> Problem to work on: How many lines of the listing below contain the string "pendant"? Reply with the number alone.

> Task inputs:
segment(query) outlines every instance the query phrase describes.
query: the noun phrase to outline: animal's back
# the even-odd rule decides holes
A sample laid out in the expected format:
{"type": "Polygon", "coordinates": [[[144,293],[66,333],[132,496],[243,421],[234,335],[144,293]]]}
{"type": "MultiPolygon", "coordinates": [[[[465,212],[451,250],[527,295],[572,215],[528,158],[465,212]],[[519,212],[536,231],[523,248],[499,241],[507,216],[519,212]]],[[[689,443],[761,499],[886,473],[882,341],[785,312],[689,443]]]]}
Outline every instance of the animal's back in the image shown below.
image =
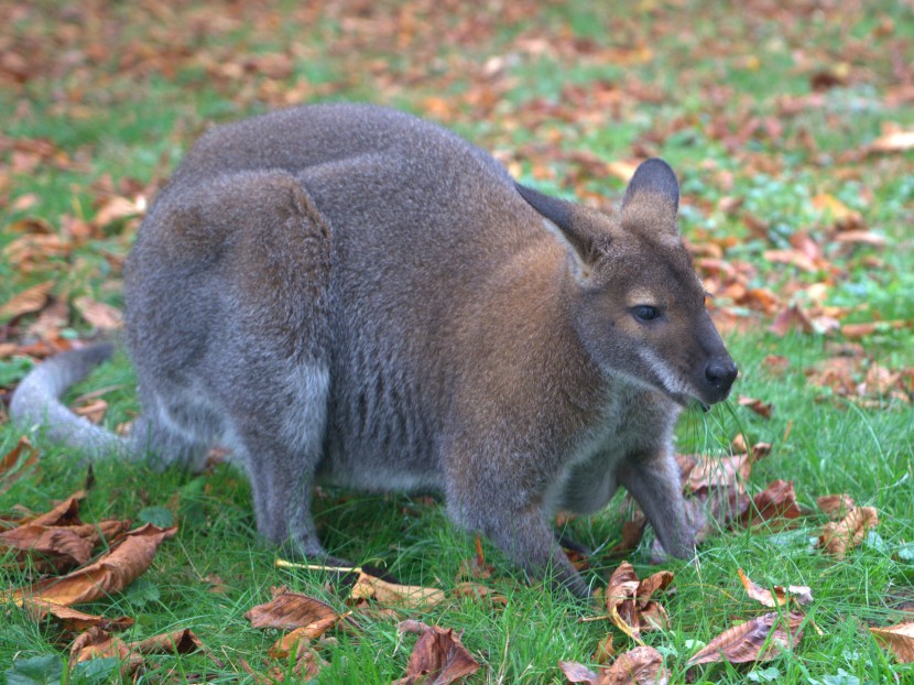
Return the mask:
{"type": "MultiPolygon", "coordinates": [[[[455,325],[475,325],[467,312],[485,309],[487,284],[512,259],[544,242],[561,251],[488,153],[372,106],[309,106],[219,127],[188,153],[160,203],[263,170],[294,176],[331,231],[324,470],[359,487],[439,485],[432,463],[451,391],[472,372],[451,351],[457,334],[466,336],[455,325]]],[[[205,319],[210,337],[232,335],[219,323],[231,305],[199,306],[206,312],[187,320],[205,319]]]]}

...

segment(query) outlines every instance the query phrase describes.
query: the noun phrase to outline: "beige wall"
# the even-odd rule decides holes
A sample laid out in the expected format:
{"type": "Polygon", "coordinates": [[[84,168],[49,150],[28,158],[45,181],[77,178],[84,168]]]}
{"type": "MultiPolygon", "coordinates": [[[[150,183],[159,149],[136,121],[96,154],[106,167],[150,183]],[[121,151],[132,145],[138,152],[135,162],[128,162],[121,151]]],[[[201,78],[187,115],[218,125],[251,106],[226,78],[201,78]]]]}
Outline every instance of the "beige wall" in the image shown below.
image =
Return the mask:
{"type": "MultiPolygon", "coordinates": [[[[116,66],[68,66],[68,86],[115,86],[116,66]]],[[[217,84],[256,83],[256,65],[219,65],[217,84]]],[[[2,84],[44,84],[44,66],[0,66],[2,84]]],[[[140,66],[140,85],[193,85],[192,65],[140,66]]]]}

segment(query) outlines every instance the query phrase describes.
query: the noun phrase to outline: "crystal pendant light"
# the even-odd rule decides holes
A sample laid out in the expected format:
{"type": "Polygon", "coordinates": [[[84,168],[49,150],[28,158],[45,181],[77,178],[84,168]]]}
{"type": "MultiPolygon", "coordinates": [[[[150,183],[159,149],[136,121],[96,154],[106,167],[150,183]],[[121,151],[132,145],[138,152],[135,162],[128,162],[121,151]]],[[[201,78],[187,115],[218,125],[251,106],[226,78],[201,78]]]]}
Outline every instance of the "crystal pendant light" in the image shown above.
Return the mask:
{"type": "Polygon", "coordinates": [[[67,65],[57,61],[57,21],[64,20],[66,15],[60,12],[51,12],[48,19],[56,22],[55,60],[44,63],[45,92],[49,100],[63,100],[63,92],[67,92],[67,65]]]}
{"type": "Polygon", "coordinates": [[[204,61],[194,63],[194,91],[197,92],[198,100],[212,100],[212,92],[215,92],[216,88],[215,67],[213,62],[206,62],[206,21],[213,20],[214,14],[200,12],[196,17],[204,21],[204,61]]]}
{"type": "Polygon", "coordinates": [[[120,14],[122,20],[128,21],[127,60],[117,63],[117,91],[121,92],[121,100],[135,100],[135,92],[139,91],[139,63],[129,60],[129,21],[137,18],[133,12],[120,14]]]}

> Full response: 2